# Entpacken auf dem Server



## cantafunk (15. März 2004)

Kleine Frage,
weiß jemand ob man auch *.zip oder *.rar files auf éinem server entpacken kann,  wenn ja wie es funktioniert. ich frage deshalb, weil mir es oft zu lange dauert wenn ich sehr viele daten hochladen muss!


----------



## deckel (15. März 2004)

Was ist auf dem Server drauf? Linux oder windows das sollte man schon wissen


----------



## cantafunk (15. März 2004)

linux


----------



## Dominik Haubrich (16. März 2004)

Grundvoraussetzung ist, dass auf dem Webserver ein Programm wie "tar" oder "unzip" installiert ist, das ist bei 95% der Linux-Server der Fall. Das Hauptproblem ist aber, dass Du einen Shell-Zugang zum Server brauchst, das heisst Du musst die Möglichkeit haben, dem Server über die Konsole / die Eingabeaufforderung Befehle zu geben. So einen Shell-Zugang gibt es sehr selten bei Shared-Webhosting Paketen. 

Die Notlösung ist, dass Du diese Befehle durch ein speziell angepasstes Skript (z.b. geschrieben in Perl oder PHP) dem Webserver übermittelst, aber da fragst Du besser in unserem PHP- oder Perl/CGI-Forum nach, was Du genau zusammencoden musst 

Wenn der Webspace keine eigenen CGIs unterstützt, hast Du gar keine Chance


----------



## cantafunk (16. März 2004)

naja, das hat sich dann wohl erledigt, denn ne shell hab ich leider keine. und extra nen script programmieren oder danach suchen muss auch nicht sein. 
dann lad ich einfach all meine sachen so hoch.
trotzdem danke für deine mühe.

gruss
canta


----------

**BEREITGESTELLTES MATERIAL**:
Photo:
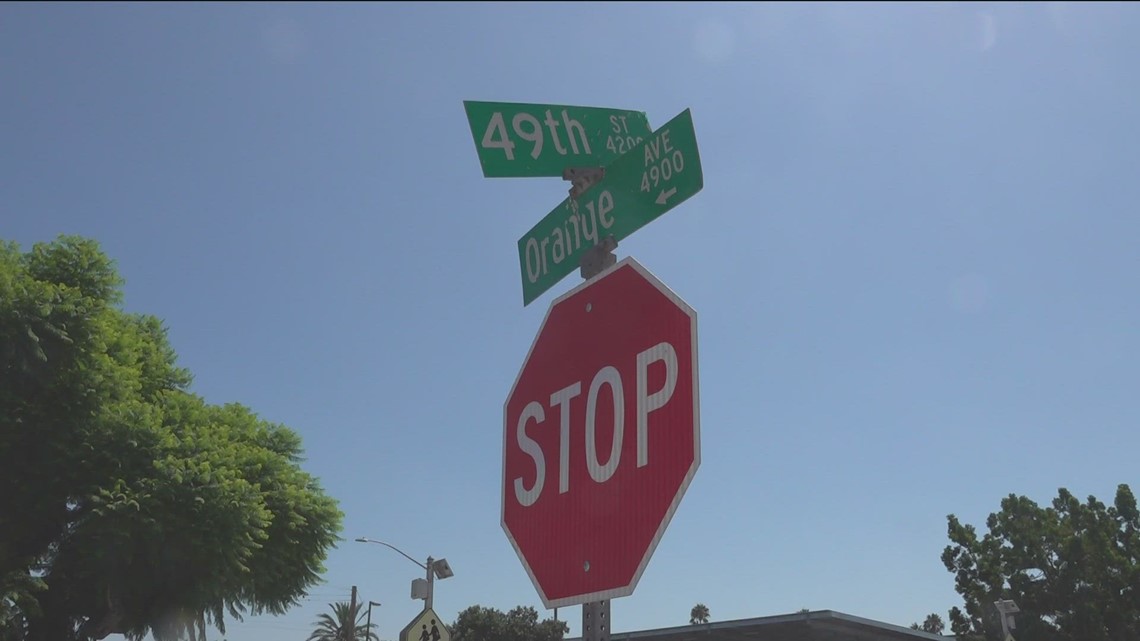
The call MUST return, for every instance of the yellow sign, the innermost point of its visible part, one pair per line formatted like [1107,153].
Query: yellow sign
[425,626]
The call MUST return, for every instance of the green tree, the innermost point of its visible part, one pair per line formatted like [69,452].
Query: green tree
[342,625]
[478,623]
[931,624]
[1073,569]
[135,506]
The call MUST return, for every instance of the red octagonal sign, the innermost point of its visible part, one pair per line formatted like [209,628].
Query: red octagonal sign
[601,435]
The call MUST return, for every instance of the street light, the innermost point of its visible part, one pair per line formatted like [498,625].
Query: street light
[1006,609]
[367,626]
[434,568]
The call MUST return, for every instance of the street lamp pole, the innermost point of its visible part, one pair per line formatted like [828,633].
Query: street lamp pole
[367,627]
[433,568]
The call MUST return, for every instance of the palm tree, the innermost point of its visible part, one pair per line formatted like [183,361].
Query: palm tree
[343,622]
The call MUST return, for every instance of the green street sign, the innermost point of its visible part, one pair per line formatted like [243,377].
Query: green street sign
[515,139]
[653,177]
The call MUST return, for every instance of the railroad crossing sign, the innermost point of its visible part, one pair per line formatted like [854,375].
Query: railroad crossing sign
[601,435]
[650,179]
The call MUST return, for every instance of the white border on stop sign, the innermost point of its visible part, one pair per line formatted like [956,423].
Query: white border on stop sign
[625,591]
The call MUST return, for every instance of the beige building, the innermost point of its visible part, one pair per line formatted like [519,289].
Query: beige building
[822,625]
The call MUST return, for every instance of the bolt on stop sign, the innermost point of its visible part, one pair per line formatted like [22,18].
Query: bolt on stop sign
[601,435]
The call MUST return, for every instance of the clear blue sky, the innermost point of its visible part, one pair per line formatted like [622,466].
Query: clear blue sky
[914,261]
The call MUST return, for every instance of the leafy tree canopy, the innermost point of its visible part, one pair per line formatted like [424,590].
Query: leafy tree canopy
[931,624]
[1073,569]
[132,505]
[344,624]
[478,623]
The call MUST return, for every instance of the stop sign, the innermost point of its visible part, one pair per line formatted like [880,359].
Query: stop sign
[601,435]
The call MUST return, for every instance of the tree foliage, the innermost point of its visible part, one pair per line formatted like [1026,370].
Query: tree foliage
[132,505]
[478,623]
[931,624]
[1073,569]
[343,624]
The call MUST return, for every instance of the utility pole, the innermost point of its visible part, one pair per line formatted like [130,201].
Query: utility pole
[351,631]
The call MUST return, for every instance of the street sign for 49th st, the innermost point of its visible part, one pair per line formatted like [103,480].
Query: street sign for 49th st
[650,179]
[515,139]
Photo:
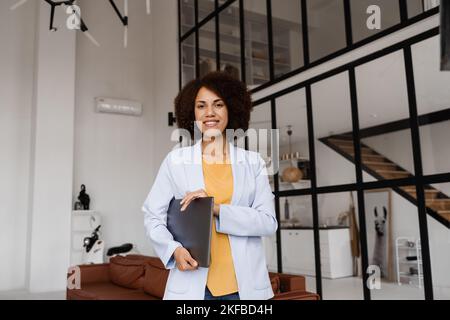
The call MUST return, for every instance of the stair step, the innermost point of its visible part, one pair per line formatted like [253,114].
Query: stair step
[341,142]
[364,150]
[373,157]
[429,193]
[393,173]
[438,204]
[378,165]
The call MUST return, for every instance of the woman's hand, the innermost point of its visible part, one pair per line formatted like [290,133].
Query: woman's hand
[194,195]
[184,260]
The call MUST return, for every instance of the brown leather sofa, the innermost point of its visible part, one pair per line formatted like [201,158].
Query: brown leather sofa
[137,277]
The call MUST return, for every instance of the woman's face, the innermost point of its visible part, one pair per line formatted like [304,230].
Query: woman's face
[211,113]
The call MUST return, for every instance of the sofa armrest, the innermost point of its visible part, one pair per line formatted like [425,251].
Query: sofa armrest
[94,273]
[289,282]
[296,295]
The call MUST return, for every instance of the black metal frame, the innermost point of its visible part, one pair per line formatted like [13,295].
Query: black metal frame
[420,181]
[307,64]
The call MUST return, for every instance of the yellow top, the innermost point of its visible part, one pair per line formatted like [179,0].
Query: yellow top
[218,180]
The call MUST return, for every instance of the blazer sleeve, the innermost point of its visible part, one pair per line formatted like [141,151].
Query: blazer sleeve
[155,216]
[259,219]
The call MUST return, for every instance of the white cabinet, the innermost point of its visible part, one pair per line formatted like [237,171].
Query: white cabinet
[297,246]
[270,245]
[83,224]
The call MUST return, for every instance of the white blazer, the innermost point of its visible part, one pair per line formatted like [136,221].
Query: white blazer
[249,217]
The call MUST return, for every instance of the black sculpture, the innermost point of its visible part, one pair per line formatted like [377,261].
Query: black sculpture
[84,198]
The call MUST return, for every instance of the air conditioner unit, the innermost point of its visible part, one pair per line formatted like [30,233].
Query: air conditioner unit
[118,106]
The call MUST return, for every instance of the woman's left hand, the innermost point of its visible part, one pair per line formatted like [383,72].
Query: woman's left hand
[194,195]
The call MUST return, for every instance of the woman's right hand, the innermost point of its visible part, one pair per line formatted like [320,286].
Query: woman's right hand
[184,260]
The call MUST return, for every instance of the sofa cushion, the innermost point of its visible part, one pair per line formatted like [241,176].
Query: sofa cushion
[275,282]
[155,279]
[107,291]
[127,272]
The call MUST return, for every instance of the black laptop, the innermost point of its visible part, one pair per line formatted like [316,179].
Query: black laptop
[192,227]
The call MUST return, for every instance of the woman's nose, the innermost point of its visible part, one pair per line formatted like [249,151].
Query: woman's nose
[210,111]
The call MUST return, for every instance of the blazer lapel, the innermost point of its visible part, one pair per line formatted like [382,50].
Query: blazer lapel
[238,168]
[194,170]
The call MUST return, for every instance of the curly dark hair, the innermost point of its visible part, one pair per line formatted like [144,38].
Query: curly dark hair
[232,91]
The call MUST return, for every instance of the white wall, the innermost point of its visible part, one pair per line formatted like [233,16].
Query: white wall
[52,154]
[114,154]
[16,90]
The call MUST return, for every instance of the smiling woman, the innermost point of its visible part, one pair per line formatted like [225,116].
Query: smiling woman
[243,200]
[218,88]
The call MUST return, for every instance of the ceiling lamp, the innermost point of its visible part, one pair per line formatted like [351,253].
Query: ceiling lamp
[71,9]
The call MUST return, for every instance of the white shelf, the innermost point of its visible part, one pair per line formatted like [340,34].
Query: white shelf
[402,251]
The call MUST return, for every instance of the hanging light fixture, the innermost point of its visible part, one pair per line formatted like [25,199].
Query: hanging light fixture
[82,26]
[292,173]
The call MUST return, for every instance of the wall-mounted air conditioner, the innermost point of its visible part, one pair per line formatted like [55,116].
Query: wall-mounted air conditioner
[118,106]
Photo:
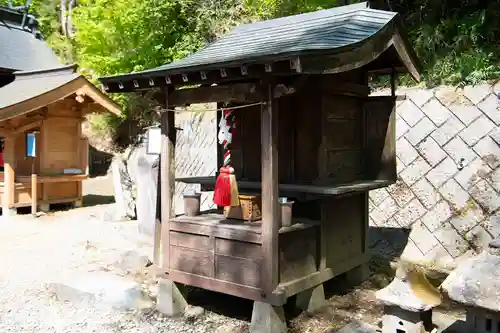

**ANFORDERUNGEN DER AUFGABE**: Was ist laut dem Forumsthread über das Entpacken von Archiven auf dem Server das Hauptproblem dabei?

**ERWARTETE ANTWORT**: Man braucht einen Shell-Zugang zum Server, um ihm über die Konsole Befehle geben zu können.